[[ Input material open ]]

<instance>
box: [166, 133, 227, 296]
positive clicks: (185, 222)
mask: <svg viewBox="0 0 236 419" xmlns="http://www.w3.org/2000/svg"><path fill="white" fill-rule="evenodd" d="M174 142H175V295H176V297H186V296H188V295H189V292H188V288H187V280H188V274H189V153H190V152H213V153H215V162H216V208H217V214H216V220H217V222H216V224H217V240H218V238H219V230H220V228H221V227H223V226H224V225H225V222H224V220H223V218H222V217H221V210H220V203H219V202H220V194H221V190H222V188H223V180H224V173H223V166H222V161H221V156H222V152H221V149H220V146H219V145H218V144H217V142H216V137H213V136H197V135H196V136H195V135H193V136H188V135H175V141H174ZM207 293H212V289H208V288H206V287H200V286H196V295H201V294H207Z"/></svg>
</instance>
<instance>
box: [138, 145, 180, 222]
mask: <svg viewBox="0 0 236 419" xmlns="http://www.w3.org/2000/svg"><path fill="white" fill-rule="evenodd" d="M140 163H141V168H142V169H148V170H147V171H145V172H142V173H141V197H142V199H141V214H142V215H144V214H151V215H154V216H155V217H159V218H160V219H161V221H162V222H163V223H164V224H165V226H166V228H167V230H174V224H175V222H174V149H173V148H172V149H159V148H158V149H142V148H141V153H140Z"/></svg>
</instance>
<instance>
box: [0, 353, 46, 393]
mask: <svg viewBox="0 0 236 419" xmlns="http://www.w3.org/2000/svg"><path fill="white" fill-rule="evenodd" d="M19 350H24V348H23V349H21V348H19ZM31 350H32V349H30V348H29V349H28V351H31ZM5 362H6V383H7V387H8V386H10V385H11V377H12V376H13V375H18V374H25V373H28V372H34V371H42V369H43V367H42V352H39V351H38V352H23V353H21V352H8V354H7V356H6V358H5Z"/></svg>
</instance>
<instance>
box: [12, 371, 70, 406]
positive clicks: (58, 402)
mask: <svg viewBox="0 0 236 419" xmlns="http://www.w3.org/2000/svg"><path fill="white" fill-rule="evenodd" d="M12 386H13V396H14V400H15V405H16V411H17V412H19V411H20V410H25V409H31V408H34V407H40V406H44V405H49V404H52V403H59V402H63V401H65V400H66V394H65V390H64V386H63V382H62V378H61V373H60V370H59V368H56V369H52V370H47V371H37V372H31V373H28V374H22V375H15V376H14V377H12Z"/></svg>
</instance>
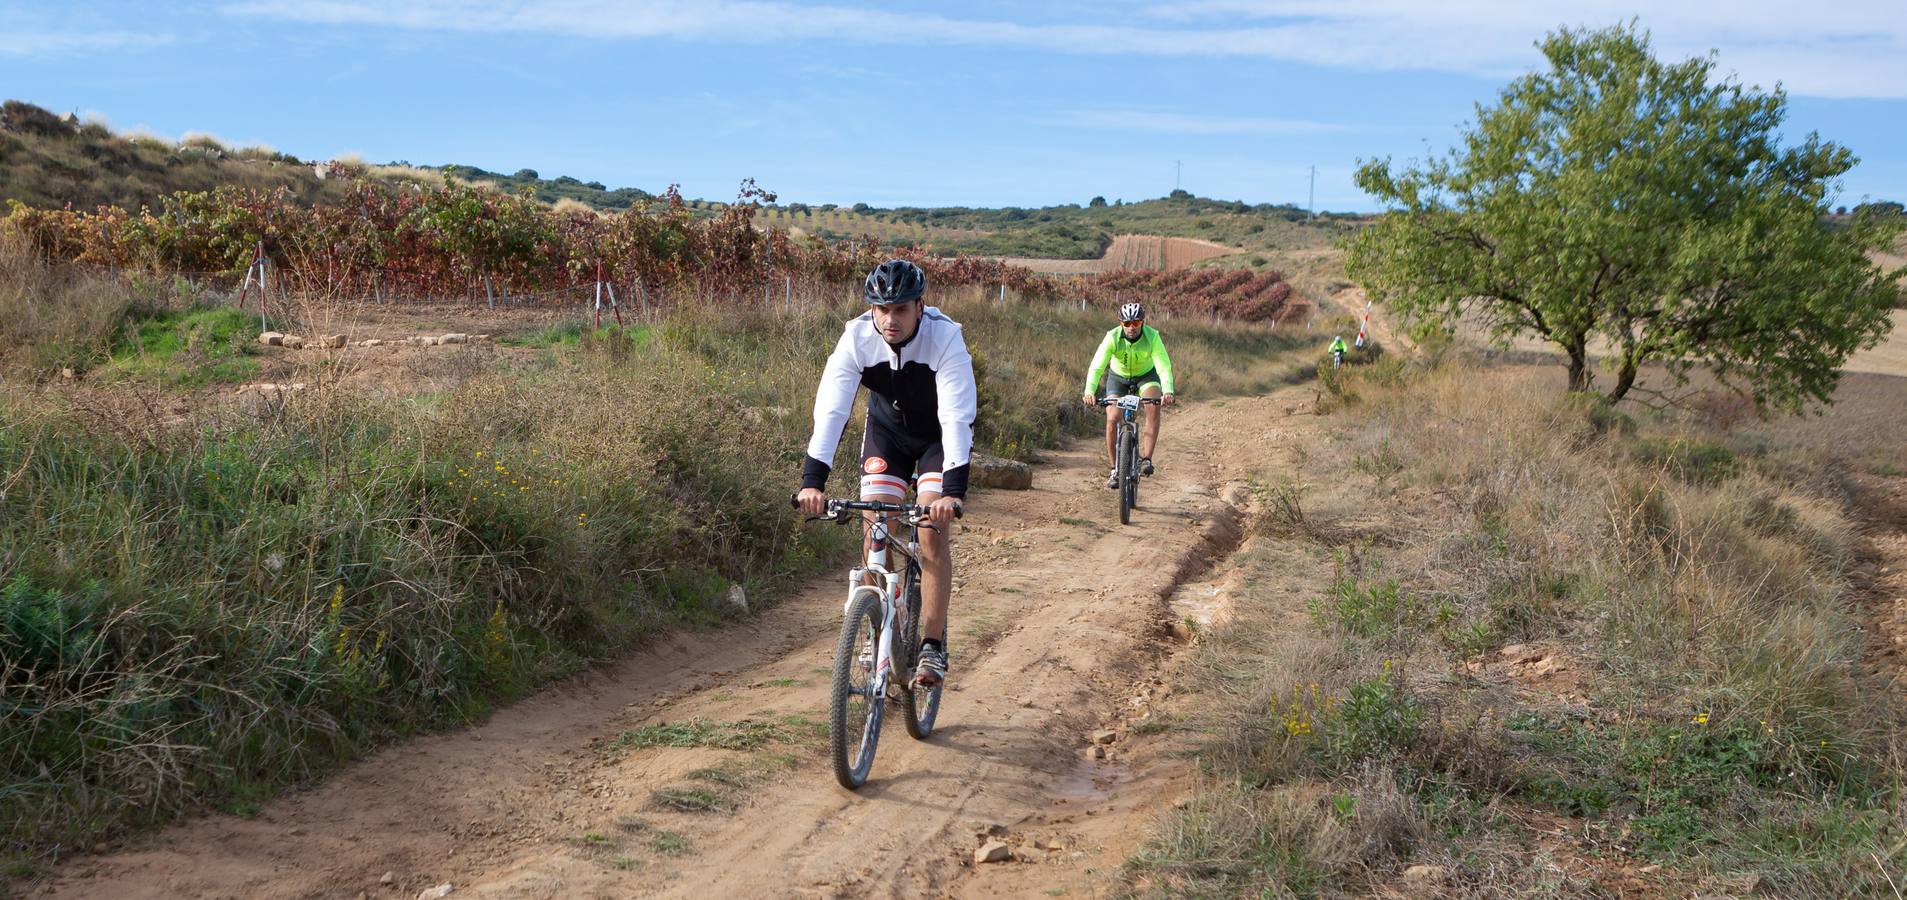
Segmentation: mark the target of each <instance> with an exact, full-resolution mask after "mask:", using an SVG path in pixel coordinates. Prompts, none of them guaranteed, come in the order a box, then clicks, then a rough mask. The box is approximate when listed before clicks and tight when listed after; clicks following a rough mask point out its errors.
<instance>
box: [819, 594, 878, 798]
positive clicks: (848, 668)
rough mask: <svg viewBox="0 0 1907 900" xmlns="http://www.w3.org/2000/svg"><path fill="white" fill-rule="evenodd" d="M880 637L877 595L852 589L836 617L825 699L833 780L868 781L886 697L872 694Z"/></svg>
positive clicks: (861, 784) (843, 781) (846, 784)
mask: <svg viewBox="0 0 1907 900" xmlns="http://www.w3.org/2000/svg"><path fill="white" fill-rule="evenodd" d="M879 643H881V595H879V593H877V591H858V595H856V597H854V603H851V604H849V610H847V618H845V620H843V622H841V641H839V643H837V644H835V671H833V690H831V698H830V704H828V744H830V751H831V755H833V767H835V782H841V788H847V789H851V791H852V789H856V788H860V786H864V784H868V770H871V768H873V749H875V746H877V744H879V742H881V711H883V709H885V707H887V698H881V696H873V686H871V683H873V665H875V662H873V656H875V654H877V652H879Z"/></svg>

[[ Input material closed ]]

- **Goal of the exercise**
Return a verbatim transcription of the data, omitting all images.

- **The completed task**
<instance>
box: [166, 133, 227, 296]
positive clicks: (185, 222)
mask: <svg viewBox="0 0 236 419" xmlns="http://www.w3.org/2000/svg"><path fill="white" fill-rule="evenodd" d="M174 142H175V295H176V297H186V296H188V295H189V292H188V288H187V280H188V274H189V153H190V152H213V153H215V162H216V208H217V214H216V220H217V222H216V224H217V240H218V238H219V230H220V228H221V227H223V226H224V225H225V222H224V220H223V218H222V217H221V210H220V203H219V202H220V194H221V190H222V188H223V180H224V173H223V166H222V161H221V156H222V152H221V149H220V146H219V145H218V144H217V142H216V137H213V136H197V135H196V136H195V135H193V136H188V135H175V141H174ZM207 293H212V289H208V288H206V287H200V286H196V295H201V294H207Z"/></svg>
</instance>
<instance>
box: [138, 145, 180, 222]
mask: <svg viewBox="0 0 236 419" xmlns="http://www.w3.org/2000/svg"><path fill="white" fill-rule="evenodd" d="M140 163H141V168H142V169H148V170H147V171H145V172H142V173H141V197H142V199H141V214H142V215H144V214H151V215H154V216H155V217H159V218H160V219H161V221H162V222H163V223H164V224H165V226H166V228H167V230H174V224H175V222H174V149H173V148H172V149H159V148H158V149H142V148H141V153H140Z"/></svg>
</instance>
<instance>
box: [0, 353, 46, 393]
mask: <svg viewBox="0 0 236 419" xmlns="http://www.w3.org/2000/svg"><path fill="white" fill-rule="evenodd" d="M19 350H24V348H23V349H21V348H19ZM31 350H32V349H30V348H29V349H28V351H31ZM5 362H6V383H7V387H8V386H10V385H11V377H12V376H13V375H18V374H25V373H28V372H34V371H42V369H43V367H42V352H39V351H38V352H23V353H21V352H8V354H7V356H6V358H5Z"/></svg>
</instance>
<instance>
box: [12, 371, 70, 406]
positive clicks: (58, 402)
mask: <svg viewBox="0 0 236 419" xmlns="http://www.w3.org/2000/svg"><path fill="white" fill-rule="evenodd" d="M12 386H13V396H14V400H15V405H16V411H17V412H19V411H20V410H25V409H31V408H34V407H40V406H44V405H49V404H52V403H59V402H63V401H65V400H66V394H65V390H64V386H63V382H62V378H61V373H60V370H59V368H56V369H52V370H47V371H37V372H31V373H28V374H22V375H15V376H14V377H12Z"/></svg>
</instance>
Segmentation: mark the target of each <instance> with an exact, full-resolution mask after "mask:", using an SVG path in pixel coordinates. Prompts, none of them guaranteed, come in the order a box, then clicks, then a rough mask. The box is approximate when listed before clicks and tight when listed after; clicks following a rough mask point out its errors.
<instance>
box: [819, 594, 878, 798]
positive clicks: (848, 668)
rough mask: <svg viewBox="0 0 1907 900" xmlns="http://www.w3.org/2000/svg"><path fill="white" fill-rule="evenodd" d="M880 637L877 595L852 589L836 617L825 699L833 780L868 781L886 697L872 694Z"/></svg>
positive clicks: (861, 784) (843, 781) (846, 784)
mask: <svg viewBox="0 0 1907 900" xmlns="http://www.w3.org/2000/svg"><path fill="white" fill-rule="evenodd" d="M879 643H881V595H879V593H877V591H858V595H856V597H854V603H851V604H849V610H847V618H845V620H843V622H841V641H839V643H837V644H835V671H833V690H831V698H830V704H828V744H830V751H831V755H833V767H835V782H841V788H847V789H851V791H852V789H856V788H860V786H864V784H868V770H871V768H873V749H875V746H877V744H879V742H881V711H883V709H885V707H887V698H881V696H873V686H871V683H873V665H875V662H873V656H875V654H877V652H879Z"/></svg>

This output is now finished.